Gesundheit oder Profit

Im Fallpauschalensystem, das eingeführt wurde, um Krankenhäuser zu Profitmaschinen zu machen, sind solche Bereitschaftskosten nicht vorgesehen. Deswegen hat die Bundesregierung angekündigt, es in der Pädiatrie und Geburtshilfe durch „Vorhaltepauschalen“ zu ergänzen. Das ist weder ausreichend noch gut gemacht: Gerade bei den Kinderstationen sollen diese Pauschalen nach den Umsätzen aus den Fallpauschalen berechnet werden – ein Schelm, wer Böses dabei denkt.

Karl Lauterbach als Gesundheitsminister steht da wie ein Feuerwehrmann vor einem Großbrand, der zunächst mal den Schlauch suchen muss, um wenigstens einen Teil des Gebäudes sichern zu können. Aber der ganze Bau brennt und in ihm verbrennen Menschen: Patient:innen, die nicht versorgt werden können und Beschäftigte, die jeden Tag über die Grenzen der Belastbarkeit gehen müssen.
■ ■ ■ ■ ■ ■ ■
> Aufgabe A: Stimmen die folgenden Aussagen mit dem Text über das Fallpauschalensystem überein? Antworte jeweils mit Ja oder Nein und zitiere die entscheidenden Worte des Textes. (i) Im Fallpauschalensystem sind Bereitschaftskosten vorgesehen. (ii) Der Text hält die Ergänzung durch Vorhaltepauschalen für ausreichend. (iii) Bei den Kinderstationen sollen die Pauschalen nach den Umsätzen aus den Fallpauschalen berechnet werden.
> Aufgabe B: Führe den Text über das Fallpauschalensystem im Anschluss an seinen letzten Satz weiter.

(Einträge eines Datensatzes)
■ ■ ■ ■ ■ ■ ■
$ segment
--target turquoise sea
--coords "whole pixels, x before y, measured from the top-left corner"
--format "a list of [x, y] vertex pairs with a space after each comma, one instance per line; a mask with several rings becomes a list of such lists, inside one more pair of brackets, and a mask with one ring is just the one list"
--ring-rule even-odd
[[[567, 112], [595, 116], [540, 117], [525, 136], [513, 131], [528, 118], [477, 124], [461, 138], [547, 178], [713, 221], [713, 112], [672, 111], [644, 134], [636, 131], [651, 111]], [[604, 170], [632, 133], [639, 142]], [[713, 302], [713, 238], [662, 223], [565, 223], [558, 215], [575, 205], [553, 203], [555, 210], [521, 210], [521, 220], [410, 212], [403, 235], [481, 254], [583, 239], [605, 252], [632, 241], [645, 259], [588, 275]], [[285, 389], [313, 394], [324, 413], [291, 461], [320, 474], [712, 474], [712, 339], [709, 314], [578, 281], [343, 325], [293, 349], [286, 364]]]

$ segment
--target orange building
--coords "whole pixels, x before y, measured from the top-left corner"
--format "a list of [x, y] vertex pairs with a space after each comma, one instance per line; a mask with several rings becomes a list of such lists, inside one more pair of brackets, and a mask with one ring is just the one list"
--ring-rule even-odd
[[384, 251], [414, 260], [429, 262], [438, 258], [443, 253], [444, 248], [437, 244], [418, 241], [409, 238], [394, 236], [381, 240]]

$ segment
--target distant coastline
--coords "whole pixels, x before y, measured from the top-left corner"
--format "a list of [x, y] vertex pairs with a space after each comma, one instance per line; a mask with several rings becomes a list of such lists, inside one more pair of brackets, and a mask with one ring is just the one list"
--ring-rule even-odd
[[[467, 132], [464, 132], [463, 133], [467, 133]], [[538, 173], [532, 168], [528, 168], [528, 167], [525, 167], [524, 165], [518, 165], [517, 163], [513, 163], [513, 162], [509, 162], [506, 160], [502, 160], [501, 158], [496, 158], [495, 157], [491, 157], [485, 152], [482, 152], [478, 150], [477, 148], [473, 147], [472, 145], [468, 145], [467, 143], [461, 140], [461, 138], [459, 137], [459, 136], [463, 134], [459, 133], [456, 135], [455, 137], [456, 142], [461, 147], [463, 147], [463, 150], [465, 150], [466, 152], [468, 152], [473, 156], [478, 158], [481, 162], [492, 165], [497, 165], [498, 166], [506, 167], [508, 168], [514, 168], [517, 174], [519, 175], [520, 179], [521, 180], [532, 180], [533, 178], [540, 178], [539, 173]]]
■ ■ ■ ■ ■ ■ ■
> Lösung A:
(i) Nein: „sind solche Bereitschaftskosten nicht vorgesehen“
(ii) Nein: „Das ist weder ausreichend noch gut gemacht“
(iii) Ja: „Gerade bei den Kinderstationen sollen diese Pauschalen nach den Umsätzen aus den Fallpauschalen berechnet werden“

> Lösung B:
Die Medizin fürs System, die der Gesundheitsminister großspurig als „Revolution“ ankündigt, ist nicht viel mehr als weiße Salbe auf die Brandwunden eines durch und durch instabilen Systems.

Gewinnstreben

Wir bräuchten gar nicht unbedingt mehr Geld fürs Gesundheitssystem, wenn wir wenigstens dafür sorgen würden, dass nicht Jahr für Jahr Milliardenbeträge aus den Beiträgen der Versicherten in die Taschen der Anleger:innen umgeschichtet würden. Allein der Klinikkonzern Helios hat in diesem Jahr etwa 700 Millionen Euro Gewinn gemacht. In einer Situation, in der schwer kranke Kinder nicht versorgt werden können und Krebsbehandlungen bei Erwachsenen aufgeschoben werden müssen, ist das Wahnsinn.

Die Büchse der Pandora wurde 2003 von der Schröder-Regierung aus SPD und Grünen geöffnet, als sie mit der Einführung der Fallpauschalen (Diagnosis Related Groups, DRG) im Krankenhausfinanzierungsgesetz (KHG) den Weg zur Privatisierung und Ökonomisierung der bis dahin öffentlichen oder freigemeinnützigen Kliniken frei machte. Mit der Privatisierung und den Fallpauschalen begann das Rosinenpicken: Private Kliniken haben von ihren Eigentümern häufig rigide Vorgaben bei der Gewinnerwartung. Diese können sie nur erreichen, wenn sie sich auf besonders lukrative Behandlungen spezialisieren und diese mit möglichst wenig Personal durchführen. Das Ergebnis: von knapp 2.500 Kliniken in Deutschland haben 2022 nur noch 299 eine Kinderstation, während mehr als 1.100 künstliche Gelenke einsetzen und 755 Bandscheiben-OPs durchführen.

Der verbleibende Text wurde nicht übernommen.